WORK INSTRUCTIONS:
A - Please list every date and time given for a message in the Open MPI mailing-list thread below, as each is shown.
B - In the Open MPI mailing-list thread, which revision holds the fix for the problem Philippe reported?
C - From the Open MPI mailing-list thread, quote the passage that opens with the words containing "Re: [OMPI users]" and closes with "it right now.".

## START TEXT SECTION

Re: [OMPI users] MPI process dies with a route error when using dynamic process calls to connect more than 2 clients to a server with InfiniBand

Ralph Castain Tue, 27 Jul 2010 00:06:19 -0400

Okay, fixed in r23499. Thanks again...


On Jul 26, 2010, at 9:47 PM, Ralph Castain wrote:

> Doh - yes it should! I'll fix it right now.
> 
> Thanks!
> 
> On Jul 26, 2010, at 9:28 PM, Philippe wrote:
> 
>> Ralph,
>> 
>> i was able to test the generic module and it seems to be working.
>> 
>> one question tho, the function orte_ess_generic_component_query in
>> "orte/mca/ess/generic/ess_generic_component.c" calls getenv with the
>> argument "OMPI_MCA_enc", which seems to cause the module to fail to
>> load. shouldnt it be "OMPI_MCA_ess" ?
>> 
>> .....
>> 
>>   /* only pick us if directed to do so */
>>   if (NULL != (pick = getenv("OMPI_MCA_env")) &&
>>                0 == strcmp(pick, "generic")) {
>>       *priority = 1000;
>>       *module = (mca_base_module_t *)&orte_ess_generic_module;
>> 
>> ...
>> 
>> p.
>> 
>> On Thu, Jul 22, 2010 at 5:53 PM, Ralph Castain <r...@open-mpi.org> wrote:
>>> Dev trunk looks okay right now - I think you'll be fine using it. My new 
>>> component -might- work with 1.5, but probably not with 1.4. I haven't 
>>> checked either of them.
>>> 
>>> Anything at r23478 or above will have the new module. Let me know how it 
>>> works for you. I haven't tested it myself, but am pretty sure it should 
>>> work.
>>> 
>>> 
>>> On Jul 22, 2010, at 3:22 PM, Philippe wrote:
>>> 
>>>> Ralph,
>>>> 
>>>> Thank you so much!!
>>>> 
>>>> I'll give it a try and let you know.

## END TEXT SECTION
## START SUPPLIED MATERIAL

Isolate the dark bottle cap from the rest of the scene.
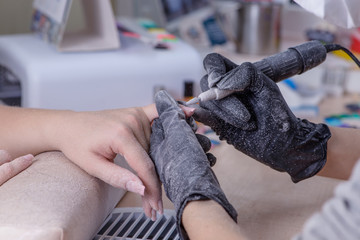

## END SUPPLIED MATERIAL

ANSWERS:
A -
- Tue, 27 Jul 2010 00:06:19 -0400
- Jul 26, 2010, at 9:47 PM
- Jul 26, 2010, at 9:28 PM
- Thu, Jul 22, 2010 at 5:53 PM
- Jul 22, 2010, at 3:22 PM

B - r23499

C -
Re: [OMPI users] MPI process dies with a route error when using dynamic process calls to connect more than 2 clients to a server with InfiniBand

Ralph Castain Tue, 27 Jul 2010 00:06:19 -0400

Okay, fixed in r23499. Thanks again...


On Jul 26, 2010, at 9:47 PM, Ralph Castain wrote:

> Doh - yes it should! I'll fix it right now.